## EXERCISE INSTRUCTIONS
Recast the material, beginning at its first line and ending with the line that contains "(437, 205), (460, 219)", as a JSON list of strings with one string per line. Omit blank lines.

[Records from a collection]
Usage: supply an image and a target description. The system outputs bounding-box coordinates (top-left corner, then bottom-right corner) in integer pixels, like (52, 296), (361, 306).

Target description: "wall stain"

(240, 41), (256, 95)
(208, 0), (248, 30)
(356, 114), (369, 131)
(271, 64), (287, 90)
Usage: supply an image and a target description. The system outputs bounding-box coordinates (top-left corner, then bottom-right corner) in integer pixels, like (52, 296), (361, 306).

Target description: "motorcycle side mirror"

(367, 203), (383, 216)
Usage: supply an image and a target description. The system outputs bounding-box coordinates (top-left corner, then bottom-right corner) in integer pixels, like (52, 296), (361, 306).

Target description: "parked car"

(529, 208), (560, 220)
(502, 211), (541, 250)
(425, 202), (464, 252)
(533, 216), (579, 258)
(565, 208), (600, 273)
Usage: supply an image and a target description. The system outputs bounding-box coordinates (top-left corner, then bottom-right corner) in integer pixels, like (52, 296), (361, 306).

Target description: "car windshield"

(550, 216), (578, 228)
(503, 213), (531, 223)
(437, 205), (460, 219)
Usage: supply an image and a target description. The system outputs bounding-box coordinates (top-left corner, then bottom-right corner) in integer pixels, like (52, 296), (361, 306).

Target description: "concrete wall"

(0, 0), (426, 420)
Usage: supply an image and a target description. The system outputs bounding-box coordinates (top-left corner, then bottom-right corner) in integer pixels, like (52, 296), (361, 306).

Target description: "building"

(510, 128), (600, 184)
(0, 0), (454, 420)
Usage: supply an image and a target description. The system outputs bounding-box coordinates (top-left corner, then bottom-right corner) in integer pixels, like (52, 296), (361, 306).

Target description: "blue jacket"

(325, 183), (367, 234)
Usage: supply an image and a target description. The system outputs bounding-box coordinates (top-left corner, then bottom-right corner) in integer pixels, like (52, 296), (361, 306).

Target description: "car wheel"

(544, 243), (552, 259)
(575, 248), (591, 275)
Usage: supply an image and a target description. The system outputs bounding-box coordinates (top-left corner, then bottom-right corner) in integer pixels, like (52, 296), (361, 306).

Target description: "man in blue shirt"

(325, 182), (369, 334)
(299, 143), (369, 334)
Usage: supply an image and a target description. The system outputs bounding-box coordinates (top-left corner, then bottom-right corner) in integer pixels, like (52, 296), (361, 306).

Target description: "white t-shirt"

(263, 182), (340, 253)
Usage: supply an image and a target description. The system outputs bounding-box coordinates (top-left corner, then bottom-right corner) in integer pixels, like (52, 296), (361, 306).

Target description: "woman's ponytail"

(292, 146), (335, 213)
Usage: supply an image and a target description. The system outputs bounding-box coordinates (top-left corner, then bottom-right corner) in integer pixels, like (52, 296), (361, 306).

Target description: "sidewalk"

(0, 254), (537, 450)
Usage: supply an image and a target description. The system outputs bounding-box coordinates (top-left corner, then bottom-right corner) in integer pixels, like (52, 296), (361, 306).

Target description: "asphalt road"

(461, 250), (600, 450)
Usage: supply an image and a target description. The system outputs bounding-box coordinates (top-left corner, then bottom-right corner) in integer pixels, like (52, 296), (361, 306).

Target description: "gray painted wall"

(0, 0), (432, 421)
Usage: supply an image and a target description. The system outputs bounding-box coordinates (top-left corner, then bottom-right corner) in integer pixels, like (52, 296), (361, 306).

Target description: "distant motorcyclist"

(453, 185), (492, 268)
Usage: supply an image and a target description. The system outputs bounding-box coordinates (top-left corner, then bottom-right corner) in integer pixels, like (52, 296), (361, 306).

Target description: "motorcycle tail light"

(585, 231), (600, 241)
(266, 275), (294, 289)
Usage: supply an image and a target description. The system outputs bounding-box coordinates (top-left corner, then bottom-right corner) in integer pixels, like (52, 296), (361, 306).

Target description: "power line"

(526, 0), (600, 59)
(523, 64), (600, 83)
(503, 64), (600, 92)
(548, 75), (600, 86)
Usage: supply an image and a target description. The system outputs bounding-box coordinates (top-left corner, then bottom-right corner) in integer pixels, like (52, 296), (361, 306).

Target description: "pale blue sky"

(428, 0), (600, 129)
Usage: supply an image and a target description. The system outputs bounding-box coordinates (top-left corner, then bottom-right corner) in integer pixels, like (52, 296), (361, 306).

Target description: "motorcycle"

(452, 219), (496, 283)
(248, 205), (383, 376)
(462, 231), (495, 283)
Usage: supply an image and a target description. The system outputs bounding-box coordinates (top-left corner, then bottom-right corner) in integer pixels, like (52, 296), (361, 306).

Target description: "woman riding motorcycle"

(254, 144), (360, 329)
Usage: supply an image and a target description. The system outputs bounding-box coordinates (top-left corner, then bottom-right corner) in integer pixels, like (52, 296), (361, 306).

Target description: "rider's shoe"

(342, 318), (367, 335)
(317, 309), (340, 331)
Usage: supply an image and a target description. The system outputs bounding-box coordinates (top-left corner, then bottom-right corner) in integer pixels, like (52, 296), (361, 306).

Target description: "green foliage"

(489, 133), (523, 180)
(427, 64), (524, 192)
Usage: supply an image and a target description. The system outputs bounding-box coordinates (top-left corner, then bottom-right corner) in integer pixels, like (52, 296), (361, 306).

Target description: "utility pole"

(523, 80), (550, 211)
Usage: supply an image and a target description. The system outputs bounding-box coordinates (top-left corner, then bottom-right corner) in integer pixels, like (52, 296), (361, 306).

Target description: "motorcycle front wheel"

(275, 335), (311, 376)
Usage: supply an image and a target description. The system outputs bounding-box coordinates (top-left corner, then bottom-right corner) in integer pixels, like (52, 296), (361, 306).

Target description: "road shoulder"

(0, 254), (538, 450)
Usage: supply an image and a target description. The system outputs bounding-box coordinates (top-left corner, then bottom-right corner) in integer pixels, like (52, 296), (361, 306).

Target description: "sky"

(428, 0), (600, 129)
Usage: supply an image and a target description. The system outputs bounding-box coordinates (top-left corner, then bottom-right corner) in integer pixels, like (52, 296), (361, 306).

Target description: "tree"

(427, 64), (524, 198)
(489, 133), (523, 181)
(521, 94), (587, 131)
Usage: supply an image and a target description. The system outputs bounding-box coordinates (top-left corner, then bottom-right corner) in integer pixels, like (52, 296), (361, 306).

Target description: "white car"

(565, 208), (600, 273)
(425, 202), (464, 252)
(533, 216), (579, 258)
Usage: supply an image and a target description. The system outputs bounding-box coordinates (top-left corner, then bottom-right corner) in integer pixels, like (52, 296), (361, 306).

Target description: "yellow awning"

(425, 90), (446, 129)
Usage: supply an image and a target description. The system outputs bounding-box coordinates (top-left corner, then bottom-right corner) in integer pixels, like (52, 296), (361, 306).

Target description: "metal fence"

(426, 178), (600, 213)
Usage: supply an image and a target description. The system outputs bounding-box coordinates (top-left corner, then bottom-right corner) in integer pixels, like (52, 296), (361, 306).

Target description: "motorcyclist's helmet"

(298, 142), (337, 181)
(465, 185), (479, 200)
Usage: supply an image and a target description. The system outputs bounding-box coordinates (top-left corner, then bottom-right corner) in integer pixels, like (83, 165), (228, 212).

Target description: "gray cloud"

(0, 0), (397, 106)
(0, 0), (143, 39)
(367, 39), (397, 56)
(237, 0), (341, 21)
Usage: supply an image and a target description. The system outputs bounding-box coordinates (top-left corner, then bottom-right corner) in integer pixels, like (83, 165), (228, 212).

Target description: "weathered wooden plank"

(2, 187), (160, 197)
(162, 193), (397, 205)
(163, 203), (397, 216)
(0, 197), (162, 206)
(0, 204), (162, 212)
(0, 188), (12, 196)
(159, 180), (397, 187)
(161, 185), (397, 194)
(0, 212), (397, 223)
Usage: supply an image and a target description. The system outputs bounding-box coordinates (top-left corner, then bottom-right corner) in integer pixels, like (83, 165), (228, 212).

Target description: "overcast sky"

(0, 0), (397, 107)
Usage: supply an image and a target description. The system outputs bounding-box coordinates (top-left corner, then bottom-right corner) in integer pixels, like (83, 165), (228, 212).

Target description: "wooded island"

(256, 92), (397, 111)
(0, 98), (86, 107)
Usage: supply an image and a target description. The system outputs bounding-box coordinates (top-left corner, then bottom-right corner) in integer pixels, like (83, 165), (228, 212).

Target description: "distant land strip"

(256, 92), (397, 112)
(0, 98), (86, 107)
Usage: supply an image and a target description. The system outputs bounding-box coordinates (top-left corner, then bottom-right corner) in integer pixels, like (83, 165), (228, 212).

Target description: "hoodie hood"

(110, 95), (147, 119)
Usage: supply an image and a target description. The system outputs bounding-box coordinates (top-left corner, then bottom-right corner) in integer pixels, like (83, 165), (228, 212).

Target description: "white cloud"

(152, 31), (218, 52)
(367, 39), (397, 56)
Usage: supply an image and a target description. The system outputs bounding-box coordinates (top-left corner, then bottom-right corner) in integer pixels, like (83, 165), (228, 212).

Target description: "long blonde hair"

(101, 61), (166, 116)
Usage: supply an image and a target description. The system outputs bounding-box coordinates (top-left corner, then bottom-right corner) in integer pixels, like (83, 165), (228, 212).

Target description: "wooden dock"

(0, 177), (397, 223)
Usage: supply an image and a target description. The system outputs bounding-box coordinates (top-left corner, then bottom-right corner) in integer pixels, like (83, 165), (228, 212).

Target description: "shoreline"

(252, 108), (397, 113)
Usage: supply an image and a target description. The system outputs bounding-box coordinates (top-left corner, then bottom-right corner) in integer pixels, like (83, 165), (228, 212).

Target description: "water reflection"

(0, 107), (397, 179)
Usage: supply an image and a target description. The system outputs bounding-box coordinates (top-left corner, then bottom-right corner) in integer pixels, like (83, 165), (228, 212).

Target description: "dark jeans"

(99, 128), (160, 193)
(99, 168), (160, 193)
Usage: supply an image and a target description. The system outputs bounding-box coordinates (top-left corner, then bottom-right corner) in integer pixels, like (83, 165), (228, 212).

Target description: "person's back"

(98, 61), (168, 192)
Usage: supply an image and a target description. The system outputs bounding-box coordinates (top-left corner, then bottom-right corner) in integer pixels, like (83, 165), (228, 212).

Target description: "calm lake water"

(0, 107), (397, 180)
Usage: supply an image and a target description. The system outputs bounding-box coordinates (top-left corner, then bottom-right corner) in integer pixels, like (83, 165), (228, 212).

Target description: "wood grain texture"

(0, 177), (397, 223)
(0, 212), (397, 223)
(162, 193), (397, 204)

## TASK SOLUTION
[
  "Usage: supply an image and a target description. The system outputs bounding-box coordinates (top-left corner, then bottom-right corner) in integer pixels, like (52, 296), (361, 306).",
  "Target description: \"wall stain\"",
  "(240, 41), (256, 95)",
  "(208, 0), (248, 30)",
  "(356, 114), (369, 131)",
  "(271, 64), (287, 90)",
  "Usage: supply an image and a target description. The system outputs bounding-box coordinates (top-left corner, then bottom-right corner) in integer pixels, like (52, 296), (361, 306).",
  "Target description: \"motorcycle side mirror\"",
  "(367, 203), (383, 216)",
  "Usage: supply an image and a target description. The system outputs bounding-box coordinates (top-left corner, then bottom-right corner) in integer pixels, like (52, 296), (361, 306).",
  "Target description: \"parked car\"",
  "(529, 208), (560, 220)",
  "(502, 211), (541, 250)",
  "(425, 202), (464, 252)",
  "(533, 216), (579, 258)",
  "(565, 208), (600, 273)",
  "Usage: supply an image and a target description. The system outputs bounding-box coordinates (top-left corner, then bottom-right corner) in integer pixels, like (52, 296), (361, 306).",
  "Target description: \"car windshield\"",
  "(550, 216), (578, 228)",
  "(503, 213), (531, 223)",
  "(437, 205), (460, 219)"
]